Instructions for compiling the Coq code

The Coq code is located in the DirectRefinement directory. First, you need to build a library named Coqrel),

(cd coqrel && ./configure && make)

Then, you can build the whole extension of CompCertO along with all the examples, as follows:

./configure x86_64-linux
make

You are all set if the compilation finishes successfully. You may also speed up the process by using -jN argument to run the Coq compiler in parallel. We have tested running make -j4 in the VM with 4GB virtual memory and 4 CPU cores, which in turn runs on a host machine with Intel i9-12900H and 64 GB memory. The whole compilation takes about 8 minutes. When using make command without any parallel compilation, it takes about 20 minutes.

The same instructions should be followed if you also want to compile the original CompCert in the directory CompCertOv3.10.

Navigating the proofs

After that, you can navigate the source code by using emacs with proof-general installed.

For example, running

emacs cklr/InjectFootprint.v

opens the emacs window in proof-general mode for browsing the file cklr/InjectFootprint.v.

(Extracted records)
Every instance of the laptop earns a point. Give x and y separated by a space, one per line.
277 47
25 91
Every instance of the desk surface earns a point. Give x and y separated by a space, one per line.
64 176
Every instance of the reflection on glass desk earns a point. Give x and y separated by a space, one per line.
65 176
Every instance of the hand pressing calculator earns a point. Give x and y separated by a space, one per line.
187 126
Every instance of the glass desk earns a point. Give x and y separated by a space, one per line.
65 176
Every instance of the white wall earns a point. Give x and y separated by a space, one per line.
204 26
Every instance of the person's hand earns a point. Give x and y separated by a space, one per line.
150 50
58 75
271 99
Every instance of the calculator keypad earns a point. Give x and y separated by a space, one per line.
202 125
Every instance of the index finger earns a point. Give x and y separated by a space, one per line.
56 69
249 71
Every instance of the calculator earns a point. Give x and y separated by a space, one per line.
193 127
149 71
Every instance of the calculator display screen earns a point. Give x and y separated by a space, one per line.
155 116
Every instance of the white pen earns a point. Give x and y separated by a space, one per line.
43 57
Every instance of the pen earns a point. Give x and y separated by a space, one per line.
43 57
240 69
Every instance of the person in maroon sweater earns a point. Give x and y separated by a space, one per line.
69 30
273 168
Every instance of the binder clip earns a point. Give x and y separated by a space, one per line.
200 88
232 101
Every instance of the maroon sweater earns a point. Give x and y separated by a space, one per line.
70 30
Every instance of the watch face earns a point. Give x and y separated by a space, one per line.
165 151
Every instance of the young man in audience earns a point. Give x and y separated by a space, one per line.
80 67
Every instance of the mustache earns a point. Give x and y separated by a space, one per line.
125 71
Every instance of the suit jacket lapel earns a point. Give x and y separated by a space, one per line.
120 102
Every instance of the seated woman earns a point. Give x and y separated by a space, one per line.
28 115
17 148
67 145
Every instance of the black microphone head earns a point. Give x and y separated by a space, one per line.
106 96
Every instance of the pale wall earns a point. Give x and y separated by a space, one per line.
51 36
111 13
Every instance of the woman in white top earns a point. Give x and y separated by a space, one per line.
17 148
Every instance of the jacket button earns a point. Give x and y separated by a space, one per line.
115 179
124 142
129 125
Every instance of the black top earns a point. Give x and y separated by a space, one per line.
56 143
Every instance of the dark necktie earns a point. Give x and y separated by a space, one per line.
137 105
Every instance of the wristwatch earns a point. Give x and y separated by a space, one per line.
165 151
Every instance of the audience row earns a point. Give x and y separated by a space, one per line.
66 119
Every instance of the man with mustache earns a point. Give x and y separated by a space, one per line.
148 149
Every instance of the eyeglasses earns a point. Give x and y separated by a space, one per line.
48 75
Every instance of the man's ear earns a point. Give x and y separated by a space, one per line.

Challenges →
a) Answer these questions from the Coq build instructions:
(i) Which directory holds the Coq code?
(ii) About how long does the whole compilation take when running make -j4 in the tested VM?
(iii) Which file does the example emacs command open in proof-general mode?
b) Please pick up the Coq build instructions where they stop and write a few more sentences.
These entries have no connection to the Coq build instructions.

Answers by task →
a)
(i) The DirectRefinement directory.
(ii) About 8 minutes.
(iii) cklr/InjectFootprint.v

b)
You can also compile the source code into html files for better readability. Simply run the following command (needs coq2html which has already been installed in the VM)

make documentation

Then, the html versions of source code can be found at doc/html. Note that the index page is provided by CompCertO.

Note that if you compile the code in your own machine (without coq2html installed), you need to install coq2html using the following commands:

git clone https://github.com/xavierleroy/coq2html.git
cd coq2html
make
sudo make install

4. Evaluation of soundness and proof effort

Soundness

To check that there is no admit in the artifact, enter DirectRefinement and run

grep "Admitted" */*.v

which should show no admit.

Proof effort

The following are the instructions for reproducing the lines of code (LOC) in Table 3 (line 2255) of the technical report.

Column 2

The results in the second column can be produced by running the following command in directory CompCertOv3.10 and adding the numbers in the spec and proof for each file.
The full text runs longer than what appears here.